Below are some records; reproduce every one of them exactly.

_ _ _ _

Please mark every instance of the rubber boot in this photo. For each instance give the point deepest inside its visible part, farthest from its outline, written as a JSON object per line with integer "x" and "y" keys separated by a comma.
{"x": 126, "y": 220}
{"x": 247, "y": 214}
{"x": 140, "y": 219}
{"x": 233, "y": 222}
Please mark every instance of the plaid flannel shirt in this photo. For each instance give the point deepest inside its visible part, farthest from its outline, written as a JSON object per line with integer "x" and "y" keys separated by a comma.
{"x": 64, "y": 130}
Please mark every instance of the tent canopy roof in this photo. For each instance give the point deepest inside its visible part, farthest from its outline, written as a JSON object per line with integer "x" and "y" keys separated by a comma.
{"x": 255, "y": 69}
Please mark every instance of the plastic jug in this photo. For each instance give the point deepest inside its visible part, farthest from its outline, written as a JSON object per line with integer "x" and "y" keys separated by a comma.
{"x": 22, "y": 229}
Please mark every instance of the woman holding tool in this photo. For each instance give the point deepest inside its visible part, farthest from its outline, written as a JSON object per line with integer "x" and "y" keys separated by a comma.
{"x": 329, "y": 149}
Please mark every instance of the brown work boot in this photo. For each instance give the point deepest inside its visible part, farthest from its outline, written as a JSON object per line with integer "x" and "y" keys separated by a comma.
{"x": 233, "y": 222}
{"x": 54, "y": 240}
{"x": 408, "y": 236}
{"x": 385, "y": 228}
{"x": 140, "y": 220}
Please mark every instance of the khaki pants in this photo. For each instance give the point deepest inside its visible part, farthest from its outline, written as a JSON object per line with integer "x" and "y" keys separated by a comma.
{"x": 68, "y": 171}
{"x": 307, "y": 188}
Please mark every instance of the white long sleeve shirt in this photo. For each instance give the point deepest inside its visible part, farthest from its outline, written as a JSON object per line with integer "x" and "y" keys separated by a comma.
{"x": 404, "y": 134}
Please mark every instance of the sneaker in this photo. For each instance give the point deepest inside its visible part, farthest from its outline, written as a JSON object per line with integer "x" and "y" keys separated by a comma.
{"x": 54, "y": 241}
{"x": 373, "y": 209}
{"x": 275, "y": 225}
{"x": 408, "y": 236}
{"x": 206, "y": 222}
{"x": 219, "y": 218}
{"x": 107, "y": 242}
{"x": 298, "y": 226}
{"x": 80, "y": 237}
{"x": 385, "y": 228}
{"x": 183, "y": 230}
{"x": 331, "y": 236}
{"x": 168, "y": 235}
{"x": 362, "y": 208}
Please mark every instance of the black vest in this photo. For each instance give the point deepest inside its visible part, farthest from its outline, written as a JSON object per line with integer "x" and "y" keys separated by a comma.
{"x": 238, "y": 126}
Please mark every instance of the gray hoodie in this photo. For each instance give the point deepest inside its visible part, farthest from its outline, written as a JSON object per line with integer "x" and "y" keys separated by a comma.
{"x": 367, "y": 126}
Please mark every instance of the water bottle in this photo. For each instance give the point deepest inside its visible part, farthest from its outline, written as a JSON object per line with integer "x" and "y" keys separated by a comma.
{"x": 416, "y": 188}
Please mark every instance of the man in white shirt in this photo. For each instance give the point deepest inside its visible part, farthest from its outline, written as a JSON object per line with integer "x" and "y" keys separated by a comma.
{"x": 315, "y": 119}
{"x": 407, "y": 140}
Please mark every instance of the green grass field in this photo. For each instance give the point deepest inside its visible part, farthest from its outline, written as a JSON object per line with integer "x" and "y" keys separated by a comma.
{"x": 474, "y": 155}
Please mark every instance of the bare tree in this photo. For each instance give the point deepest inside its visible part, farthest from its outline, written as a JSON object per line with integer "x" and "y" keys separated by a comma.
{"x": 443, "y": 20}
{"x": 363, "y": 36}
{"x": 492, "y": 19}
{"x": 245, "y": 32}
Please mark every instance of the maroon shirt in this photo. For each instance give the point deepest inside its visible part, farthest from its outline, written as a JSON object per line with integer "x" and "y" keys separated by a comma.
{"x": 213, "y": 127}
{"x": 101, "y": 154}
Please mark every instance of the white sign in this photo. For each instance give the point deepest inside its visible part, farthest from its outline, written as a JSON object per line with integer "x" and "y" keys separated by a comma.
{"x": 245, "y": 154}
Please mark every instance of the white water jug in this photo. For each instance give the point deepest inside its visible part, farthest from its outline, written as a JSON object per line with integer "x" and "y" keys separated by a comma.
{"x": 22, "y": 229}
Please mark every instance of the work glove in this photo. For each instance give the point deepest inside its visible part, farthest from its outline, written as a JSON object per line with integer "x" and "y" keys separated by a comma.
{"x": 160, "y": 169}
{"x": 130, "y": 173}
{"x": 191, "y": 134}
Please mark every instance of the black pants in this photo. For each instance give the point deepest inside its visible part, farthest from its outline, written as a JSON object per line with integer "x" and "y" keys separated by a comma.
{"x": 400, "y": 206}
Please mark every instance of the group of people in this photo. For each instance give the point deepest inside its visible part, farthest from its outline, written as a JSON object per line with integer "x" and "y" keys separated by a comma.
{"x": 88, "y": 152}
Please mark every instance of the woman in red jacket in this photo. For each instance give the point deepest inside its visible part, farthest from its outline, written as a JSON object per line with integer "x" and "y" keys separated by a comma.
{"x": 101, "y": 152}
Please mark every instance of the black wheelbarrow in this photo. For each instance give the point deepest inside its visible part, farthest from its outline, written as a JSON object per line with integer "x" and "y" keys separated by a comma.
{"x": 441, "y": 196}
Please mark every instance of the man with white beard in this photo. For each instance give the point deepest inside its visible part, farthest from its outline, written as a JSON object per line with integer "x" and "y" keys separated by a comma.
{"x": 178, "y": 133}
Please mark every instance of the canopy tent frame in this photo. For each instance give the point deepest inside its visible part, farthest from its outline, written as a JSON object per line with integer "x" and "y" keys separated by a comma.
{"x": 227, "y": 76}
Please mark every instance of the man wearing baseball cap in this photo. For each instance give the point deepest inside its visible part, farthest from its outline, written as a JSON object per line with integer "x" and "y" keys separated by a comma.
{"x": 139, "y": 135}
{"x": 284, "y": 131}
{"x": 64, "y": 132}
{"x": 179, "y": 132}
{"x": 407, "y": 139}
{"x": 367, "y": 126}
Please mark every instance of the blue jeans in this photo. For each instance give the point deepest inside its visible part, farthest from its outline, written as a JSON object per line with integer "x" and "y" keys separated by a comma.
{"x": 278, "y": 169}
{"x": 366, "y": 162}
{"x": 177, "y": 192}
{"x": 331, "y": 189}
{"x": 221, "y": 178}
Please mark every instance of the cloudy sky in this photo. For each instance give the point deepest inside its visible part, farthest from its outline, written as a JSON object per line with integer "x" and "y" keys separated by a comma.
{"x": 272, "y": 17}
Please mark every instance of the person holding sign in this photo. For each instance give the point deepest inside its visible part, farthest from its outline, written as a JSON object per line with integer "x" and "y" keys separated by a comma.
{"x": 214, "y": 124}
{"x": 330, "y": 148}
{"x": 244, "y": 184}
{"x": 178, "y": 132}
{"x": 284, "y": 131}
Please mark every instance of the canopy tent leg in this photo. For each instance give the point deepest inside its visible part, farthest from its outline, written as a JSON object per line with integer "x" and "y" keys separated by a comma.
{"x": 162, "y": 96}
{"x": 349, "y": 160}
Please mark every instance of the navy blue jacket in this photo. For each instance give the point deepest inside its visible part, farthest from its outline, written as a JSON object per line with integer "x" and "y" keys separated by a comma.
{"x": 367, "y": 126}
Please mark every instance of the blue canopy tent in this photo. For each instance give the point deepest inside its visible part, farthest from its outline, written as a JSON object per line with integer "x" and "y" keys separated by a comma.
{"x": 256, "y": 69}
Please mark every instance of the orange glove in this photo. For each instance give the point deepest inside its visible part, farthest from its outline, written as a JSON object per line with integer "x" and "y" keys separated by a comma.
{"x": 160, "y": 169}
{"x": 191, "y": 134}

_ _ _ _

*REPLY TO THE TASK:*
Please mark every instance of the rubber boot in this photo. For each instance give the point deepest inside its visible part, farthest from its outline, written as a JSON object per line with integer "x" and "y" keys separated by a comma.
{"x": 126, "y": 220}
{"x": 247, "y": 214}
{"x": 140, "y": 219}
{"x": 233, "y": 222}
Please mark every instance of the plaid flannel shirt in this photo. For each instance give the point deepest inside its visible part, farthest from its outline, written as a JSON object per line with integer "x" and "y" keys separated by a comma.
{"x": 64, "y": 130}
Please mark every instance of the tent canopy roof in this photo. For each instance give the point deepest inside its visible part, farthest from its outline, written as a JSON object per line with integer "x" and "y" keys separated by a comma.
{"x": 255, "y": 69}
Please mark every instance of the plastic jug in this photo. For each instance give the point deepest inside its visible part, farthest from its outline, written as a JSON object per line with integer "x" and "y" keys separated by a comma.
{"x": 22, "y": 229}
Please mark every instance of the woman holding tool in this photo. For each instance give the point deepest inside its visible part, farthest from its outline, written as a JSON object per line with integer "x" and "y" keys separated by a comma.
{"x": 329, "y": 149}
Please mark every instance of the brown work boot in this photo. For each instance give the point deepest inside its visible part, farthest from its outline, written as a JSON object per line with integer "x" and "y" keys separated by a comma.
{"x": 233, "y": 222}
{"x": 54, "y": 240}
{"x": 408, "y": 236}
{"x": 385, "y": 228}
{"x": 140, "y": 220}
Please mark every instance of the khaki pants in this photo. For each instance give the point deepest inside its visible part, farthest from its outline, written as a JSON object per line with integer "x" and "y" keys separated by a comma.
{"x": 68, "y": 171}
{"x": 307, "y": 188}
Please mark every instance of the white long sleeve shirt in this photo. For each instance give the point deepest inside its visible part, farthest from its outline, written as a JSON object per line with integer "x" and "y" keys separated by a comma.
{"x": 404, "y": 134}
Please mark every instance of the sneaker in this photo. For each instance give the point deepest inside its visible part, farthest from its outline, written as a JSON object per line with integer "x" and "y" keys separated by a comma.
{"x": 54, "y": 241}
{"x": 373, "y": 209}
{"x": 275, "y": 225}
{"x": 408, "y": 236}
{"x": 206, "y": 222}
{"x": 219, "y": 218}
{"x": 107, "y": 242}
{"x": 298, "y": 226}
{"x": 80, "y": 237}
{"x": 385, "y": 228}
{"x": 183, "y": 230}
{"x": 331, "y": 236}
{"x": 168, "y": 235}
{"x": 362, "y": 208}
Please mark every instance of the black vest in this photo. For each instance give the point deepest inside its visible part, farthest from its outline, written as a JSON object per line with integer "x" and "y" keys separated by a comma.
{"x": 238, "y": 126}
Please mark every instance of the gray hoodie in this photo. For each instance give the point deepest inside its visible part, farthest from its outline, written as a JSON object per line with integer "x" and "y" keys separated by a comma.
{"x": 367, "y": 126}
Please mark every instance of the water bottle in this photo. For each instance give the point deepest inside its visible part, farthest from its outline, written as a JSON object per line with integer "x" and "y" keys separated by a comma.
{"x": 416, "y": 188}
Please mark every instance of the man in white shirt in this photo. For each instance give the point deepest inside its visible part, farthest from its outline, written as a JSON object per line with integer "x" and "y" keys separated by a comma.
{"x": 315, "y": 119}
{"x": 407, "y": 140}
Please mark every instance of the green grass field in this photo. For each instance give the point deepest inside its visible part, farthest from its outline, written as a JSON object per line with integer "x" and "y" keys separated by a comma.
{"x": 474, "y": 155}
Please mark every instance of the bare tree in this photo. For each instance give the point deepest inside its visible part, farthest from its outline, written as a JSON object per line with integer "x" and "y" keys separated by a comma.
{"x": 443, "y": 20}
{"x": 363, "y": 36}
{"x": 492, "y": 19}
{"x": 245, "y": 32}
Please mark every instance of the maroon shirt in this photo. For each instance give the point deepest inside its visible part, farthest from its outline, written as a JSON object per line with integer "x" and "y" keys separated by a comma.
{"x": 213, "y": 127}
{"x": 101, "y": 154}
Please mark every instance of the white sign in this photo. For each instance give the point deepest inside its visible part, farthest from its outline, written as a JSON object per line with integer "x" and "y" keys separated by a comma.
{"x": 245, "y": 154}
Please mark every instance of the white water jug in this photo. For each instance give the point deepest inside its visible part, farthest from its outline, written as a JSON object per line with integer "x" and "y" keys separated by a comma.
{"x": 22, "y": 229}
Please mark every instance of the work glove in this photo. For each instance give the point deepest inside its visible part, farthest from its outline, written as a JSON object per line with integer "x" and "y" keys separated by a comma.
{"x": 160, "y": 169}
{"x": 130, "y": 173}
{"x": 191, "y": 134}
Please mark every instance of the black pants in this photo. For each instance give the point deepest inside its visible part, farthest from its outline, written as a JSON object per line with integer "x" and "y" keys separated by a comma.
{"x": 400, "y": 206}
Please mark every instance of the group of people in this photo. For each instance give the point deepest inside its visible part, farthest from its outline, written as a JSON object per line with integer "x" and "y" keys separated by a comma.
{"x": 88, "y": 152}
Please mark every instance of the woman in red jacket in this photo. For each instance give the point deepest inside its visible part, farthest from its outline, written as a JSON object per line with integer "x" and "y" keys separated by a comma.
{"x": 101, "y": 152}
Please mark every instance of the black wheelbarrow in this photo. For each instance give the point deepest inside its visible part, farthest from its outline, written as a JSON object per line with integer "x" and "y" keys separated by a comma.
{"x": 441, "y": 196}
Please mark every instance of the man with white beard in this photo. For each instance give the point deepest inside its visible part, farthest from its outline, written as a JSON object per line with integer "x" and "y" keys separated by a comma.
{"x": 178, "y": 133}
Please mark every instance of the canopy tent frame in this photo. For each instance give the point deepest inside its visible part, farthest from its outline, written as a JSON object per line with integer "x" and "y" keys separated by a comma.
{"x": 227, "y": 76}
Please mark every instance of the man wearing baseball cap in this photo. For each instance give the point deepest inside its visible part, farthest from its outline, written as a JSON object per line with integer "x" and "y" keys separated by a comma.
{"x": 139, "y": 135}
{"x": 284, "y": 131}
{"x": 64, "y": 132}
{"x": 179, "y": 132}
{"x": 407, "y": 139}
{"x": 367, "y": 126}
Please mark every instance of the blue jeans in this photo. For each instance give the point deepest inside its visible part, farthest from its outline, written as a JSON object per line with integer "x" and "y" keys separated by a comma.
{"x": 278, "y": 169}
{"x": 366, "y": 162}
{"x": 177, "y": 192}
{"x": 331, "y": 189}
{"x": 221, "y": 178}
Please mark every instance of the cloudy sky in this photo. For each instance give the point deepest inside its visible part, farthest from its outline, written as a JSON object per line with integer "x" and "y" keys separated by a comma.
{"x": 272, "y": 17}
Please mark every instance of the person holding sign in this photo. For each instance give the point deepest inside its visible part, farthest from its outline, written as a JSON object per line with integer "x" and "y" keys separated by a comma.
{"x": 214, "y": 124}
{"x": 330, "y": 148}
{"x": 244, "y": 184}
{"x": 178, "y": 132}
{"x": 284, "y": 131}
Please mark every instance of the canopy tent leg in this photo. For each instance give the point deepest inside its visible part, farthest from its outline, written as a JSON object per line with integer "x" and "y" keys separated by a comma.
{"x": 162, "y": 96}
{"x": 349, "y": 160}
Please mark every instance of the navy blue jacket in this photo. For each instance give the point deepest inside its visible part, farthest from its outline, written as a JSON object per line with integer "x" and "y" keys separated by a comma.
{"x": 367, "y": 126}
Please mark every instance of the blue canopy tent in this photo. For each instance give the point deepest inside its visible part, farthest from its outline, written as a JSON object per line with integer "x" and "y" keys separated by a comma.
{"x": 256, "y": 69}
Please mark every instance of the orange glove in this photo. For each instance give the point deepest inside its visible part, farthest from its outline, written as a JSON object per line with integer "x" and "y" keys separated by a comma.
{"x": 160, "y": 169}
{"x": 191, "y": 134}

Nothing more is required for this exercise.